═══ Text excerpt ═══

MIT’s response to the worldwide economic collapse

On my visit to the MIT Campus today, I picked up the latest issue of our official newspaper, Tech Talk. I figured that the great minds of MIT would collectively have some hope to offer a world in the throes of economic collapse. The three cover stories were about saving energy in buildings on campus, a camera that helps blind people take pictures, and “Institute launching diversity and inclusion site” (“MIT will launch a new web site dedicated to promoting diversity and inclusion at the Institute”).

7 thoughts on “MIT’s response to the worldwide economic collapse

  1. Maybe MIT is mum on the subject, not wanting to draw attention to the fact that a famous alumn has recently been supeanoed…. for contributing to our economic crisis, not helping to solve it.

    http://tech.mit.edu/V127/N55/merrilllynch.html

    Perhaps it would be pernicious for admissions, especially while Harvard is happily boasting about the appointment of Cass R. Sunstein to lead Obama’s regulatory reform efforts.

═══

Challenge> In the post on MIT's response to the economic collapse, translate this sentence into Spanish: "I figured that the great minds of MIT would collectively have some hope to offer a world in the throes of economic collapse." The listing comes from a different source.

═══ Information provided ═══

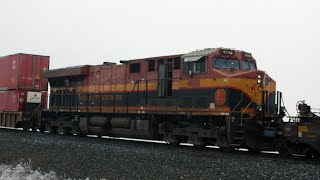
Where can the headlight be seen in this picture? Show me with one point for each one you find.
(259, 81)
(259, 78)
(259, 108)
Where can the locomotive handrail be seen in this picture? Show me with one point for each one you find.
(237, 104)
(241, 119)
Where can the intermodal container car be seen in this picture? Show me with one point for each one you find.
(23, 72)
(15, 100)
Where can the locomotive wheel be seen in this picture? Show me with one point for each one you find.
(200, 146)
(227, 149)
(67, 131)
(53, 130)
(283, 150)
(175, 141)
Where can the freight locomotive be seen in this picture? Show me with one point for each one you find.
(215, 96)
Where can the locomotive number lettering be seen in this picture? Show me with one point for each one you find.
(253, 88)
(116, 97)
(194, 82)
(220, 97)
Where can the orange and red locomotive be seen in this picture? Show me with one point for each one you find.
(212, 96)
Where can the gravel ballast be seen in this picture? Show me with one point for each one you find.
(76, 157)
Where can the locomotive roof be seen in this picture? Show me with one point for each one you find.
(196, 55)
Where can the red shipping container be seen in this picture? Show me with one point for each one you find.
(15, 100)
(23, 71)
(9, 100)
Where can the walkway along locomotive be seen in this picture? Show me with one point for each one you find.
(208, 97)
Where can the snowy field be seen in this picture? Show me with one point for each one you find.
(23, 171)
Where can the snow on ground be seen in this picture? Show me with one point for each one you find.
(23, 171)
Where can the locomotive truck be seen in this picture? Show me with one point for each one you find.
(215, 96)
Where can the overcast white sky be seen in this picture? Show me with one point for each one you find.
(283, 36)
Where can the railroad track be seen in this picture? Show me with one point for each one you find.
(184, 148)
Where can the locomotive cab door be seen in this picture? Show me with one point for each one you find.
(165, 79)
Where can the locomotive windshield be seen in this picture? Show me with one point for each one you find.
(226, 63)
(248, 65)
(198, 66)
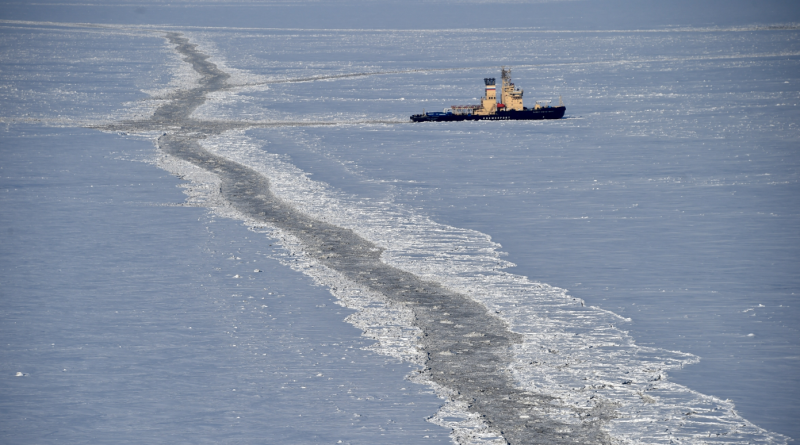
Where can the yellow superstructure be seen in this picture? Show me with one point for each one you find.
(489, 100)
(511, 96)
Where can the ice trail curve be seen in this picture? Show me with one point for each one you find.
(468, 354)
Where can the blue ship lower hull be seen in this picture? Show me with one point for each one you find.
(542, 113)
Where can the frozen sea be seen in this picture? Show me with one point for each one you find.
(647, 246)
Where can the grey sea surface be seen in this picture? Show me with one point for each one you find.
(668, 195)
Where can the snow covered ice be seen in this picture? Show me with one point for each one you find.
(644, 249)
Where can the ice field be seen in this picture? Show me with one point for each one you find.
(644, 248)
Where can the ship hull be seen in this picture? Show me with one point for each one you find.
(542, 113)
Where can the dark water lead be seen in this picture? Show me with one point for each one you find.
(468, 356)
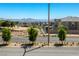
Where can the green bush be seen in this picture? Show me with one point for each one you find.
(32, 34)
(6, 34)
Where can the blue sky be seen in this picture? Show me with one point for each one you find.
(60, 10)
(38, 10)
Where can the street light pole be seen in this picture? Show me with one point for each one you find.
(48, 23)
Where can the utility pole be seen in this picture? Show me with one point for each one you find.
(48, 23)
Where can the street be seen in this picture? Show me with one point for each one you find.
(41, 39)
(44, 51)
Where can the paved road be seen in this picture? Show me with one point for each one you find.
(44, 51)
(40, 39)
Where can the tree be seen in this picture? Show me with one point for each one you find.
(6, 34)
(32, 34)
(62, 33)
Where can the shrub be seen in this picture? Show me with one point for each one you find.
(6, 34)
(32, 34)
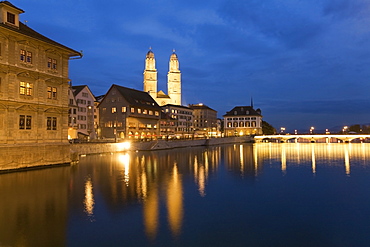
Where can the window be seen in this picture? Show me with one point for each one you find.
(29, 57)
(23, 55)
(54, 95)
(10, 18)
(22, 119)
(25, 88)
(54, 123)
(25, 122)
(49, 92)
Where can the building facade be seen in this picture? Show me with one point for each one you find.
(85, 112)
(183, 121)
(173, 80)
(126, 113)
(243, 120)
(33, 83)
(205, 120)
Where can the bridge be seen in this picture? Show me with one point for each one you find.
(311, 138)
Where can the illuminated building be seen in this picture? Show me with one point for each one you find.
(173, 80)
(182, 117)
(205, 120)
(85, 112)
(128, 113)
(243, 120)
(33, 83)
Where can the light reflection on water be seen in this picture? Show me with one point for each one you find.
(193, 197)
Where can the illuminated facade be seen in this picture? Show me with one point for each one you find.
(173, 80)
(243, 120)
(33, 83)
(128, 113)
(85, 112)
(205, 120)
(182, 117)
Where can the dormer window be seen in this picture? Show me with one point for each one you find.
(10, 18)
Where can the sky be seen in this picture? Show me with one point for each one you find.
(303, 62)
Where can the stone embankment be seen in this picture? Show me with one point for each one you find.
(27, 156)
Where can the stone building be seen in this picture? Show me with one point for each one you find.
(205, 120)
(33, 92)
(173, 80)
(127, 113)
(85, 112)
(183, 120)
(243, 120)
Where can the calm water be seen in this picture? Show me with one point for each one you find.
(233, 195)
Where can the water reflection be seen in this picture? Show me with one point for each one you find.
(89, 198)
(36, 206)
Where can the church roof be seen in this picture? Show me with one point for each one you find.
(200, 106)
(137, 98)
(161, 94)
(150, 54)
(243, 111)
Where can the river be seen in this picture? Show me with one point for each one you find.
(262, 194)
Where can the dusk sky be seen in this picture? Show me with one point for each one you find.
(305, 62)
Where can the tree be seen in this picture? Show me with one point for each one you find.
(267, 128)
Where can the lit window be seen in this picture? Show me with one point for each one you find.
(25, 88)
(28, 122)
(22, 120)
(54, 93)
(10, 18)
(29, 57)
(54, 123)
(49, 92)
(23, 55)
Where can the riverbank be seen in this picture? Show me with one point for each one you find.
(28, 156)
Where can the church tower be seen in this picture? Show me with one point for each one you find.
(150, 75)
(174, 80)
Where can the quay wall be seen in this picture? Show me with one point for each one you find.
(27, 156)
(22, 156)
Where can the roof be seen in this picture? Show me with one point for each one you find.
(25, 30)
(178, 106)
(243, 111)
(137, 98)
(11, 5)
(161, 94)
(200, 107)
(77, 89)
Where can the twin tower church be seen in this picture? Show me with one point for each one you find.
(173, 80)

═══

Result for this task> Pensé que las grandes mentes del MIT, en conjunto, tendrían alguna esperanza que ofrecer a un mundo sumido en pleno colapso económico.